[Задание 1] Откуда, согласно тексту о романе «Надзиратели и поднадзорные», были взяты слова Ионеско, вынесенные в эпиграф?
[Задание 2] Продолжите текст о романе «Надзиратели и поднадзорные», начиная сразу после его последнего предложения.

[Текст для чтения]
Все это так, и роман действительно рассказывает о первых месяцах, потом годе семейной жизни Тима Мейсона — молодого кузнеца с одного из заводов Ньюкасла — и Джин Кидд, молодых людей, выросших в рабочих семьях, ими вскормленных и воспитанных. Тот же северный диалект, то же превосходное уменье передать колорит изображаемой жизни. Те же замечательные, верные жизни портреты рабочих людей различных поколений, их семей, их быта, привычек, нравов, психологических проблем и даже предрассудков. То же предместье Ньюкасла, рабочие ребята того же Тайнсайда, только на десять лет старше Артура Хэггерстона, Носаря и других приятелей «сумасбродного» тийнейджера. Но роман, конечно же, не исчерпывается одной темой и одним кругом проблем. Что бы ни доказывал сам Чаплин в своем обстоятельном письме, «Надзиратели и поднадзорные» гораздо сложней того замысла, который писатель назвал в нем главным.

Чаплин решительно отказался признать наличие в книге экзистенциалистских мотивов, хотя в эпиграф ее вынесены довольно симптоматичные слова Ионеско «Мы все здесь либо Наблюдаемые, либо Наблюдатели, и единственный путь к избавлению от тюремщиков — смерть». Но тогда зачем этот эпиграф? Чаплин писал мне, что не знал ни пьес, ни философии автора «Носорога». Слова Ионеско, предваряющие роман, были якобы заимствованы из интервью, данного Ионеско английскому журналисту и случайно прочитанные им, Чаплином, в одной из английских газет. Отрицал Чаплин какое-либо воздействие на него идей экзистенциалистов: «Я читал немного Сартра, — писал он все в том же письме (от 17 июня 1963 года), — но прочел лишь столько, сколько потребовалось, чтобы скорее вернуться на твердую почву реальности».

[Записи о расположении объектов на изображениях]
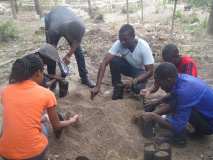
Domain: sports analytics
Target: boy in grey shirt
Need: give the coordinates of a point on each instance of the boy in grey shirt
(129, 56)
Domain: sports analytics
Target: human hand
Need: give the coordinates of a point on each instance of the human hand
(145, 92)
(148, 116)
(74, 119)
(94, 91)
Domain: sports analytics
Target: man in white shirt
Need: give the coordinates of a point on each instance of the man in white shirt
(129, 56)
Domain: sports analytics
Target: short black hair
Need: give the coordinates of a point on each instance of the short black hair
(165, 70)
(24, 68)
(127, 28)
(169, 51)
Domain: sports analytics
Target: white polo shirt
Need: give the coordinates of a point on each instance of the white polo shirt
(142, 54)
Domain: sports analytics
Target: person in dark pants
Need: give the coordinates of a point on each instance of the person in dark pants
(184, 64)
(62, 22)
(193, 102)
(128, 56)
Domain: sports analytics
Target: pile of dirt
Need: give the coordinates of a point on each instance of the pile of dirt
(105, 131)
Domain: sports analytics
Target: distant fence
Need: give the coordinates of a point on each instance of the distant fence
(83, 4)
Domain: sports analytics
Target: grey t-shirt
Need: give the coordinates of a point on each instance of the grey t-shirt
(142, 54)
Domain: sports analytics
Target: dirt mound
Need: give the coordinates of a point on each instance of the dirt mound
(105, 131)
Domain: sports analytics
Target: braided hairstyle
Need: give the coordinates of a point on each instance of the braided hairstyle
(24, 68)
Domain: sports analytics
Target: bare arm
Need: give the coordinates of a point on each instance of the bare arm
(149, 72)
(72, 50)
(102, 68)
(107, 59)
(56, 123)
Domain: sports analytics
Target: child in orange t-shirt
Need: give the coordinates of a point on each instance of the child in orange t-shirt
(24, 102)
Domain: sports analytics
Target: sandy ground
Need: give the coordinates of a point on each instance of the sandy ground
(105, 131)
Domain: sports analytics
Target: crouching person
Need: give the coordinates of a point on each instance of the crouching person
(193, 103)
(24, 102)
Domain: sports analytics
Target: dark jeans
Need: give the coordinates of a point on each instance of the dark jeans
(52, 38)
(119, 66)
(197, 120)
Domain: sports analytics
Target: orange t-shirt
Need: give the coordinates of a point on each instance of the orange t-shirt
(23, 105)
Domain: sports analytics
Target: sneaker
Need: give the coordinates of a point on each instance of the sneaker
(118, 92)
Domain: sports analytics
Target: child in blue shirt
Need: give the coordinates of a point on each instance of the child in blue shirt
(193, 102)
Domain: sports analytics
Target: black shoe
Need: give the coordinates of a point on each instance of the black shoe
(88, 82)
(118, 92)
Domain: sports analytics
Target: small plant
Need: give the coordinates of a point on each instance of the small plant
(178, 14)
(200, 3)
(8, 31)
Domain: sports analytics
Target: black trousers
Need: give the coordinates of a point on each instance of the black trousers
(52, 38)
(119, 66)
(200, 123)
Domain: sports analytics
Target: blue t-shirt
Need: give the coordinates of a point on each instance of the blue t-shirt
(191, 94)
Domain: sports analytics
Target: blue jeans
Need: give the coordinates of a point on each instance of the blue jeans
(119, 66)
(40, 156)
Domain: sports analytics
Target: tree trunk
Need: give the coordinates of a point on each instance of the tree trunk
(13, 8)
(16, 6)
(127, 10)
(38, 8)
(90, 8)
(173, 17)
(141, 11)
(210, 25)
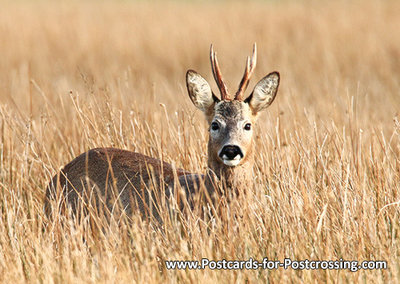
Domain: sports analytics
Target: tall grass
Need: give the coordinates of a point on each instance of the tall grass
(74, 76)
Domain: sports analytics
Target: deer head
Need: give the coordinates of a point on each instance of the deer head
(231, 120)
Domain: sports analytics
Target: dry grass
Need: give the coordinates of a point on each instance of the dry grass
(77, 76)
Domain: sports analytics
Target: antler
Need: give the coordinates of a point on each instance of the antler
(217, 75)
(250, 66)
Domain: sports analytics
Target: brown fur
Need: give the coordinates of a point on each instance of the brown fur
(108, 179)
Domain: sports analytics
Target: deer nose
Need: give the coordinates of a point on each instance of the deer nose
(231, 152)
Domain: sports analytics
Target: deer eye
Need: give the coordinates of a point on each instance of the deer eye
(214, 126)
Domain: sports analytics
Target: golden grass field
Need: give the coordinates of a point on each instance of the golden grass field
(75, 76)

[Ответ 1] Из интервью, которое Ионеско дал английскому журналисту; Чаплин случайно прочитал его в одной из английских газет.

[Ответ 2]
Впрочем, идеи экзистенциализма носятся на Западе «в воздухе», и их влияния — осознанного или нет — не избежал и Чаплин. Настойчиво проходит через весь роман мотив отчужденности, одиночества, отсутствия взаимопонимания. Притом не только между Тимом Мейсоном, прозванным Тигром, и его женой Джин — чрезвычайно целенаправленной и в своих желаниях заземленной и «трезвой». Одиноки, затеряны здесь многие персонажи книги, хотя прежде всего, конечно, ее главный герой. Часто и совсем не случайно мелькает в книге и другое слово — «чужой» — посторонний.

Поговорив однажды как-то особенно хорошо, душевно с отцом, старым рабочим, Тим не идет, а летит, как на крыльях, домой: «одиночество — это проклятье Адамово — было, казалось, преодолено». Но в ту же ночь — после другой беседы с женой Джин — Тиму не спится: «он думал о своем отце, о мальчишке, которого встретил на улице, о своей жене, — все они были такие разные, но всех объединяло одно — тоска одиночества».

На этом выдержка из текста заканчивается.